EXERCISE INSTRUCTIONS
The whole of the data must be transcribed exactly.

───── MATERIAL FOR THE TASK ─────

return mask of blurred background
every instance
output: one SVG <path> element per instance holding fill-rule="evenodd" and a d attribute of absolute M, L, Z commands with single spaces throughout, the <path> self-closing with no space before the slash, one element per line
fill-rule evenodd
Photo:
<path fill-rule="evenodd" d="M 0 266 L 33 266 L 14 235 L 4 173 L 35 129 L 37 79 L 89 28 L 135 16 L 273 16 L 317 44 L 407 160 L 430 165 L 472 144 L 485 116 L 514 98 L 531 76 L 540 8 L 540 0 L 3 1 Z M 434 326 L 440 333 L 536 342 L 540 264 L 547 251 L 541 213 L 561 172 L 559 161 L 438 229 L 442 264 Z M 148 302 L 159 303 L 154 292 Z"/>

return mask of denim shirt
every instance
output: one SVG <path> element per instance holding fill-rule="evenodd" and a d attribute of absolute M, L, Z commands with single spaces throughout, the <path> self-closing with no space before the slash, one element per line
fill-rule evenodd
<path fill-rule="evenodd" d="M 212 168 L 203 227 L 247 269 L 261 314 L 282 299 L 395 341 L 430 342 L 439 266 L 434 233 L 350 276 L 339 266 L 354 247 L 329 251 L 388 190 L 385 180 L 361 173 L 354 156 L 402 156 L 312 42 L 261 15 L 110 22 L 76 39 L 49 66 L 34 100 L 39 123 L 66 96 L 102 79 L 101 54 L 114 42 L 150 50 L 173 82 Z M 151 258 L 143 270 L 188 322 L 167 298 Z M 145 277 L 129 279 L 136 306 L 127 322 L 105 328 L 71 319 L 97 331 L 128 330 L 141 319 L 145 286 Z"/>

─────

PROBLEM SOLUTION
return mask of blurred background
every instance
output: one SVG <path> element per instance holding fill-rule="evenodd" and a d attribute of absolute M, L, Z commands with single spaces throughout, the <path> self-closing with no space before the slash, one element per line
fill-rule evenodd
Photo:
<path fill-rule="evenodd" d="M 0 266 L 33 266 L 14 235 L 4 173 L 35 129 L 37 79 L 89 28 L 135 16 L 273 16 L 317 44 L 407 160 L 430 165 L 472 144 L 485 116 L 514 98 L 531 76 L 540 8 L 540 0 L 3 1 Z M 434 326 L 440 333 L 536 342 L 540 264 L 547 251 L 541 213 L 561 172 L 559 161 L 438 229 L 442 264 Z M 148 302 L 159 303 L 154 292 Z"/>

return mask of denim shirt
every instance
output: one SVG <path> element per instance holding fill-rule="evenodd" and a d attribute of absolute M, L, Z commands with single spaces throughout, the <path> self-closing with no space before the slash, one element per line
fill-rule evenodd
<path fill-rule="evenodd" d="M 212 168 L 203 227 L 247 269 L 261 314 L 282 299 L 395 341 L 430 342 L 439 266 L 434 233 L 350 276 L 339 266 L 354 247 L 329 251 L 388 190 L 385 180 L 361 173 L 354 156 L 402 156 L 312 42 L 261 15 L 110 22 L 76 39 L 49 66 L 34 100 L 39 123 L 66 96 L 102 79 L 101 54 L 114 42 L 150 50 L 173 82 Z M 151 258 L 143 270 L 188 322 L 167 298 Z M 145 277 L 129 279 L 136 306 L 127 322 L 105 328 L 71 319 L 97 331 L 128 330 L 141 319 L 145 286 Z"/>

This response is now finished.